Record set:

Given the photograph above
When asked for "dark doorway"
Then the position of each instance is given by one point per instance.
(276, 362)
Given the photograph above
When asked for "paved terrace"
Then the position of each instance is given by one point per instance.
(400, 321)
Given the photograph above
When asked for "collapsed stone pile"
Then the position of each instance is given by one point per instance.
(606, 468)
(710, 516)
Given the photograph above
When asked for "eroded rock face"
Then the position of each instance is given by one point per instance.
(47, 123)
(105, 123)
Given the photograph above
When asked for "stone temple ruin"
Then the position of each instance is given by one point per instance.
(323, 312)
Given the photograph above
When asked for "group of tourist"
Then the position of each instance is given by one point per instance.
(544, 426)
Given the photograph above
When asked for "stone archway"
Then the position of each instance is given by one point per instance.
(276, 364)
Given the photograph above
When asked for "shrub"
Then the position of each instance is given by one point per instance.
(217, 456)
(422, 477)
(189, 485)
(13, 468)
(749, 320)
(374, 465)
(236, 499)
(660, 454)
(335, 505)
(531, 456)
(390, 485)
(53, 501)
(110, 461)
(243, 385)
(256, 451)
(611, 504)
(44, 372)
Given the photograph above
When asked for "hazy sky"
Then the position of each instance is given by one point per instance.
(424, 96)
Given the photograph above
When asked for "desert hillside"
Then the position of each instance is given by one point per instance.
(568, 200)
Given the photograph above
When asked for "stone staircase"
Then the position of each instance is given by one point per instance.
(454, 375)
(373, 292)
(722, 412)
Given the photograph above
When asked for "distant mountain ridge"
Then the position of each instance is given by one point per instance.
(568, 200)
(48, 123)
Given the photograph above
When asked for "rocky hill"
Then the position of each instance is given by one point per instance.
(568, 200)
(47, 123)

Task:
Would you copy the data exactly as shown above?

Expected answer:
Given the photograph above
When asked for "dark doorway"
Then the position of each instance is given by one point per instance.
(276, 362)
Given the photograph above
When asked for "paved terrace"
Then the position of each instance is given by one point per instance.
(400, 321)
Given the photograph above
When asked for "collapsed stone pile"
Then the position of each instance is given by one point per instance.
(606, 468)
(710, 516)
Given the photograph above
When asked for "eroded rock face"
Then the position of each instance is given by one point per instance.
(47, 123)
(105, 123)
Given the photograph above
When asked for "stone temple ruin"
Then the position of each instance is given by one point per instance.
(323, 312)
Given the photograph above
When asked for "group of tourist"
Then the position of each instance is given by one point per instance.
(544, 426)
Given the photograph above
When asked for "stone archway"
Then the position of each instance is given by one point per instance.
(276, 364)
Given the photograph above
When asked for "shrub"
Then the position of each instance is given by one point per instance.
(217, 456)
(422, 477)
(189, 485)
(13, 468)
(749, 320)
(374, 465)
(236, 499)
(660, 454)
(335, 505)
(531, 456)
(390, 485)
(53, 501)
(110, 461)
(243, 385)
(256, 451)
(611, 504)
(44, 372)
Given the photograph above
When asked for "hazy sky"
Then the position of each instance is given by one point per instance.
(424, 96)
Given the photograph above
When asked for "desert hillside"
Then the position of each instance is given by one point per instance.
(568, 200)
Given the photograph above
When asked for "stone staircase"
Then the position of each instance is given by one point per instance.
(454, 375)
(373, 292)
(722, 412)
Given the photograph above
When asked for "distant mountain ridge"
Then the position of each instance is given by one point per instance.
(568, 200)
(48, 123)
Given the photograph above
When asked for "rocky hill"
Then the position of each instance is given by one point per instance.
(568, 200)
(47, 123)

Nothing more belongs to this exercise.